[Pointing dataset records]
---

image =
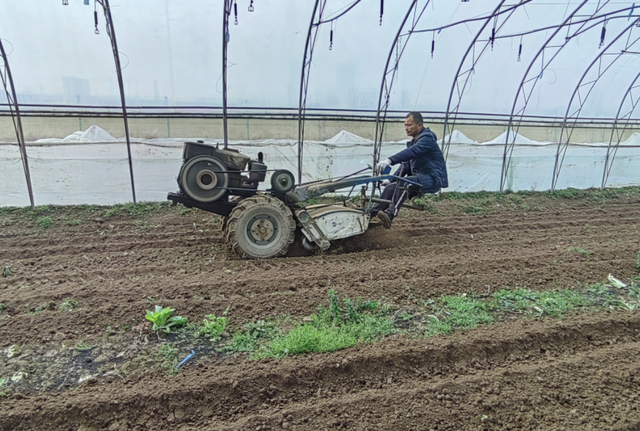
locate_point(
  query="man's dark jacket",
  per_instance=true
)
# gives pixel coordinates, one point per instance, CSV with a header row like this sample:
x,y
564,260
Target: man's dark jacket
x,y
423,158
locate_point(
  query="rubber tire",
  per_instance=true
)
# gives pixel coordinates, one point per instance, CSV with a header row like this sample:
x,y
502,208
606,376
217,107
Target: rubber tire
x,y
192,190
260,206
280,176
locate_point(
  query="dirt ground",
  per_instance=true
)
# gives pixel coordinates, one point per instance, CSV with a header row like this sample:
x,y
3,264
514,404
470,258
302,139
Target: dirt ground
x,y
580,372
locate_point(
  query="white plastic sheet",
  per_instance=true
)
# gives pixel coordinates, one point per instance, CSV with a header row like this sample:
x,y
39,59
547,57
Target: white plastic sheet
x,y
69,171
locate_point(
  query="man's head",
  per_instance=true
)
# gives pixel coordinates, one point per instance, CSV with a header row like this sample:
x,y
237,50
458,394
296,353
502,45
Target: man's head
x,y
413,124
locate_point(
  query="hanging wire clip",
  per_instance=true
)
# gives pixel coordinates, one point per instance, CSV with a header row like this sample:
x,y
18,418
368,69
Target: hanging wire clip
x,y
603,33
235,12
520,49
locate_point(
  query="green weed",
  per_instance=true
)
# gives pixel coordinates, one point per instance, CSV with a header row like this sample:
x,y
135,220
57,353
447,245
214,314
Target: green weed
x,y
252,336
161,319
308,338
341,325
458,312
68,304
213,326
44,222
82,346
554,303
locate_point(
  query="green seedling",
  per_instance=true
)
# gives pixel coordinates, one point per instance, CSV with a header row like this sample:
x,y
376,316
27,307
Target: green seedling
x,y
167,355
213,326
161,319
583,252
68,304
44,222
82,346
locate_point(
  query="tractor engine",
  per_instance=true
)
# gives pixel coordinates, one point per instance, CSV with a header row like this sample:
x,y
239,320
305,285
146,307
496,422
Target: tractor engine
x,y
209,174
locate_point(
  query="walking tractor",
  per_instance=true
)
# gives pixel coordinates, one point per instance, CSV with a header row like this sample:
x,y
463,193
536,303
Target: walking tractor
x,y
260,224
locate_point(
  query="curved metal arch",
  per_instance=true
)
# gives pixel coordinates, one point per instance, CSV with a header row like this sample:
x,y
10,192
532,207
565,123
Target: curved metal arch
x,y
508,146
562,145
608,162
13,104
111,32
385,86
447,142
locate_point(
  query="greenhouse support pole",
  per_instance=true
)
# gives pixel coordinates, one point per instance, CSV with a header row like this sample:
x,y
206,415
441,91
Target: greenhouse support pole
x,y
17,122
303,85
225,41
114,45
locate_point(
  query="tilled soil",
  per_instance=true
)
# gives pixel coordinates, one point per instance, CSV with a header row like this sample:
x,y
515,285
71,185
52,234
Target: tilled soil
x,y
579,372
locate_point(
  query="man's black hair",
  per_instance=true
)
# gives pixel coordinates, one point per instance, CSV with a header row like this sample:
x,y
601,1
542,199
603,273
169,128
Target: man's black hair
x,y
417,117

---

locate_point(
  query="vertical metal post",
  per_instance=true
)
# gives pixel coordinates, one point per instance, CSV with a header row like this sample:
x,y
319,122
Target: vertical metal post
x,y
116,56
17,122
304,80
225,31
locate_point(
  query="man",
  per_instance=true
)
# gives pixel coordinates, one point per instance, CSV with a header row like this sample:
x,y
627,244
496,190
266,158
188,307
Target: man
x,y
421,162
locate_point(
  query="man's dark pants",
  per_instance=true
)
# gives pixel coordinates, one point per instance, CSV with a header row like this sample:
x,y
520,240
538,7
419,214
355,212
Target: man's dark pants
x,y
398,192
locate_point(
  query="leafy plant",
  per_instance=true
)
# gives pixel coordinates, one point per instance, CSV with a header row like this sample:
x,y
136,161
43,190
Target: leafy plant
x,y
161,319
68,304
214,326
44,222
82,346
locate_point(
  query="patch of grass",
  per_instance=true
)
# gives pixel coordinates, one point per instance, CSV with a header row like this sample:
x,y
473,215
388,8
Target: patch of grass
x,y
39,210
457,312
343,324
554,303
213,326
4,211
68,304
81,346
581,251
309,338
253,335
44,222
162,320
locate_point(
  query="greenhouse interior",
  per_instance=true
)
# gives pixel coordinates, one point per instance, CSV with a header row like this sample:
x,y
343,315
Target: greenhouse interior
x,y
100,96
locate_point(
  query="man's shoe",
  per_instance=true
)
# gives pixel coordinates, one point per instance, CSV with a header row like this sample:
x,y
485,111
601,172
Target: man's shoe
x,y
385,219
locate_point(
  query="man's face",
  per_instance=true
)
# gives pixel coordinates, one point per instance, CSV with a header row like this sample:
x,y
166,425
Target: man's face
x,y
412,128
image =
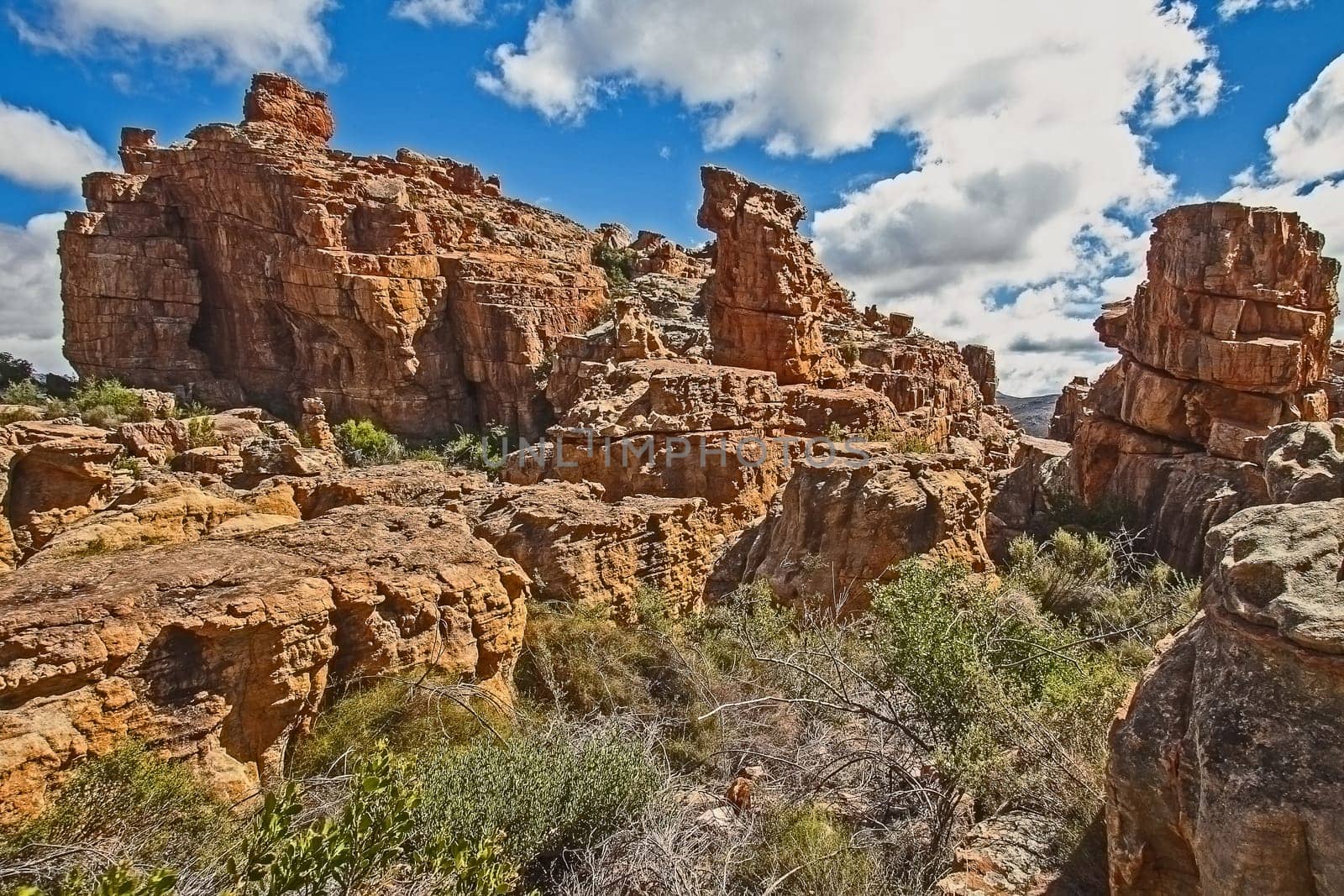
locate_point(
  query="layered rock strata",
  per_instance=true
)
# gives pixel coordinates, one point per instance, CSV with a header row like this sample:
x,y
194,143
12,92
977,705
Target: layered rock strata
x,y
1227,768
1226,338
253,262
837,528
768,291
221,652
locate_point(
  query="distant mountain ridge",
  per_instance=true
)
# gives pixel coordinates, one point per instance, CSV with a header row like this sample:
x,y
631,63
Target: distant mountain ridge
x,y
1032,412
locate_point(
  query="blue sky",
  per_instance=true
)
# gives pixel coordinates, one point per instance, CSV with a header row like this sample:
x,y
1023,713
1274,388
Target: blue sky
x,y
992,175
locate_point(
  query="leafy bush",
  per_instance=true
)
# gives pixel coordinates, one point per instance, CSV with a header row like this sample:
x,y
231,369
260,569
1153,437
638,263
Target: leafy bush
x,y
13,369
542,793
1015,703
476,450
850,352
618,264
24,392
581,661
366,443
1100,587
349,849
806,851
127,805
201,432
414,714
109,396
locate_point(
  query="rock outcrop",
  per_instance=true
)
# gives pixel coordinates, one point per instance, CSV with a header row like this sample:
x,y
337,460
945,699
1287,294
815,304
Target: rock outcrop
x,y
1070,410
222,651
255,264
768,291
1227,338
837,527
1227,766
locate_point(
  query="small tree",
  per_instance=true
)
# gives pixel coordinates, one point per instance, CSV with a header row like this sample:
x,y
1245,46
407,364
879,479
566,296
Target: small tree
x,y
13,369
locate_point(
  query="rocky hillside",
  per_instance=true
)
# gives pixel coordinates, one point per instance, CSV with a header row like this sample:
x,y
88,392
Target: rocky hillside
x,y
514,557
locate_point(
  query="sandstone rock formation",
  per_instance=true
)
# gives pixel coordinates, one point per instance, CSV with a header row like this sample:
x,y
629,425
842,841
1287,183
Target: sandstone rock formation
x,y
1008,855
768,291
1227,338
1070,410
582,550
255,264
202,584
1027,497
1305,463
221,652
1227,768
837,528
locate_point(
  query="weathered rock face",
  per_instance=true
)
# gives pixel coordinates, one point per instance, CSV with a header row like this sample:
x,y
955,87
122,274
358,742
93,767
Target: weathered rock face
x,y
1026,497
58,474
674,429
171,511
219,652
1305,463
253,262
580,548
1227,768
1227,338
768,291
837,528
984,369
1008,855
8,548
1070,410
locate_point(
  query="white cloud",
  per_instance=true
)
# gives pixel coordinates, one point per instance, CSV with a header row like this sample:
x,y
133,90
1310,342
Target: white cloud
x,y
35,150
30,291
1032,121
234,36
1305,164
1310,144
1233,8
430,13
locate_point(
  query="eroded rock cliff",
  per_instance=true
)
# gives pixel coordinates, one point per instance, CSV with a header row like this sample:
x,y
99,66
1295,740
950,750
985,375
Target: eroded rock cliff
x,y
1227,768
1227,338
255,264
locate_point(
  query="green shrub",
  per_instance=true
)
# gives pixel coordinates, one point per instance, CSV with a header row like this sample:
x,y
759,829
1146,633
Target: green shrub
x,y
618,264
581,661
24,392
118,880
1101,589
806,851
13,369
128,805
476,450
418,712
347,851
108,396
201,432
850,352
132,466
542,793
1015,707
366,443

---

WHAT IS BEING ASKED
Please count the lines in the material above that contain the string "layered", and reply with only that number.

SOLVED EXERCISE
2